WORK INSTRUCTIONS:
In the material below, rewrite the stretch from the line containing "wildflowers with a single marker." through the end of the material, with the requests included and 145 added to every coordinate in the answers. Leave the pictures out.

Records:
------------------------------------
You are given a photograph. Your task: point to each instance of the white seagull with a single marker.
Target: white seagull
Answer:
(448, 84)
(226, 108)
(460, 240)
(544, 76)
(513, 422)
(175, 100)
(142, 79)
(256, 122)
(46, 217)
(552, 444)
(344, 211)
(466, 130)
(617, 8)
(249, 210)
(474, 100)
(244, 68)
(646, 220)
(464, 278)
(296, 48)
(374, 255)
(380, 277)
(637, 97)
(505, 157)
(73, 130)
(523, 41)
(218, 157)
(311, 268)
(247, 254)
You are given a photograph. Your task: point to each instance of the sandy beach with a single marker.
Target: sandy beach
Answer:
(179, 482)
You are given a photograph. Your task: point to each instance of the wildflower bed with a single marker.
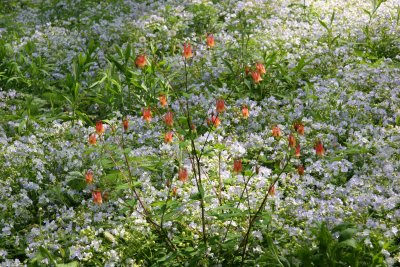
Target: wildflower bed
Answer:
(200, 133)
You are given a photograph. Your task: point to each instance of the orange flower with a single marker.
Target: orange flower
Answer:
(299, 127)
(297, 153)
(99, 127)
(260, 68)
(168, 137)
(245, 112)
(237, 165)
(220, 105)
(319, 148)
(271, 191)
(292, 140)
(214, 121)
(256, 76)
(141, 61)
(169, 119)
(92, 139)
(210, 40)
(187, 51)
(276, 131)
(300, 169)
(182, 174)
(163, 100)
(89, 177)
(97, 198)
(125, 124)
(147, 114)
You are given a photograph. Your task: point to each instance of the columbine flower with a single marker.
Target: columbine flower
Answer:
(168, 137)
(237, 165)
(220, 106)
(276, 131)
(163, 100)
(141, 61)
(292, 140)
(256, 76)
(245, 112)
(89, 177)
(92, 138)
(319, 148)
(210, 40)
(97, 198)
(125, 124)
(182, 174)
(260, 68)
(187, 51)
(100, 128)
(299, 127)
(147, 114)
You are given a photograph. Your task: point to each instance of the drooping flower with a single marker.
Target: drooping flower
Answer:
(147, 114)
(92, 138)
(169, 118)
(210, 40)
(292, 140)
(187, 51)
(299, 127)
(97, 198)
(260, 68)
(140, 61)
(182, 174)
(256, 76)
(245, 111)
(319, 148)
(168, 137)
(276, 131)
(100, 127)
(220, 106)
(237, 165)
(125, 124)
(297, 152)
(163, 100)
(89, 176)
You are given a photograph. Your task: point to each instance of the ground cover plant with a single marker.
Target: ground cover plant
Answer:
(200, 133)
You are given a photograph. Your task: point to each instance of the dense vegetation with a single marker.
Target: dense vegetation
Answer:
(199, 133)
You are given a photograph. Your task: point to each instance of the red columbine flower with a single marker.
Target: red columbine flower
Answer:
(89, 177)
(319, 148)
(300, 169)
(169, 118)
(297, 153)
(141, 61)
(210, 40)
(299, 127)
(168, 137)
(97, 198)
(245, 112)
(260, 68)
(92, 139)
(271, 191)
(237, 165)
(125, 124)
(163, 100)
(292, 140)
(100, 128)
(147, 114)
(220, 105)
(182, 174)
(276, 131)
(187, 51)
(256, 76)
(214, 121)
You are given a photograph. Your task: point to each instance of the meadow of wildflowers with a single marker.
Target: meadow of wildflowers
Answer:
(200, 133)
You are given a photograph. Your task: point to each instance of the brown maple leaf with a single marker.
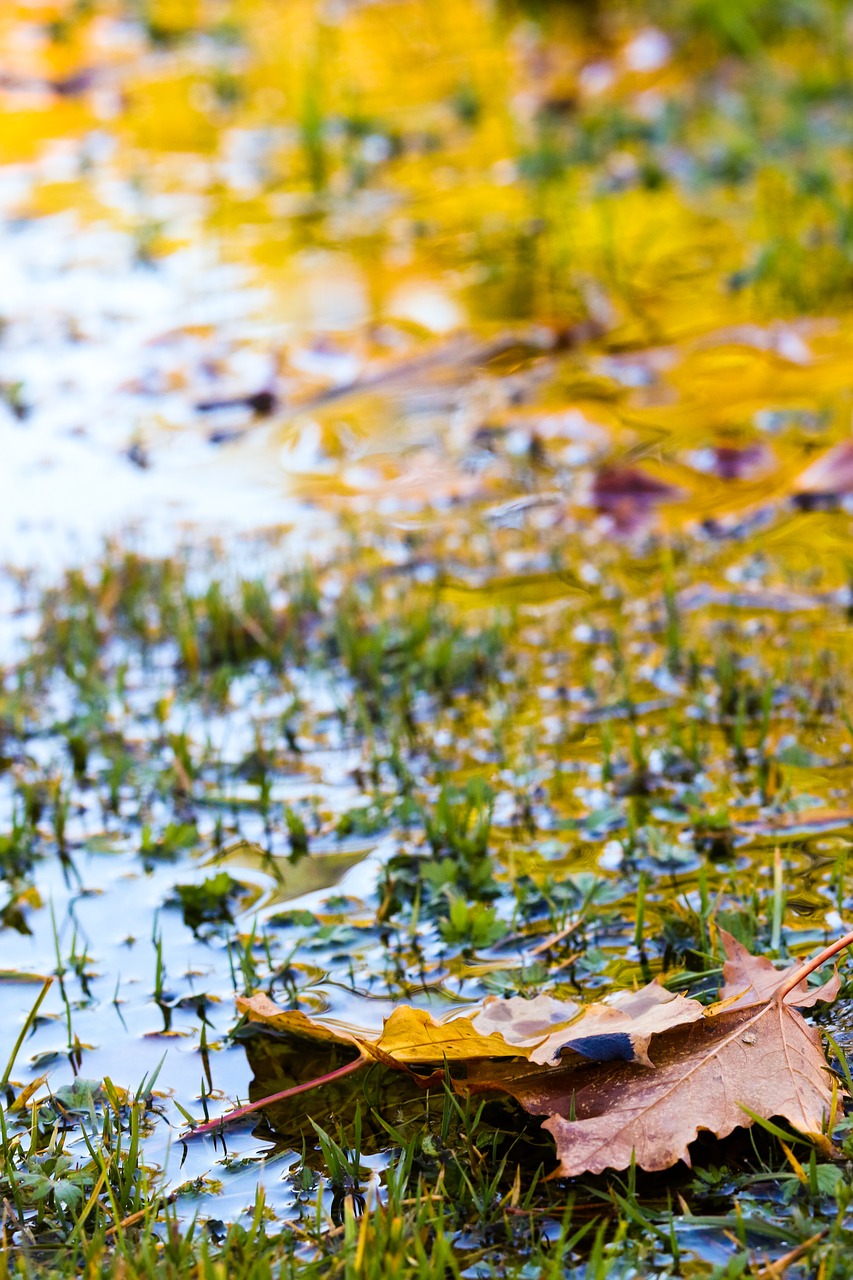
------------------------------------
ANSWER:
You are given a photograph. Your task: point to each instance of the meadow of wildflowers with a single marker.
Target: meadow of wildflowers
Answer:
(345, 278)
You are given a photograph. Your task: point to each instance of the brown maple leaf with a single marker.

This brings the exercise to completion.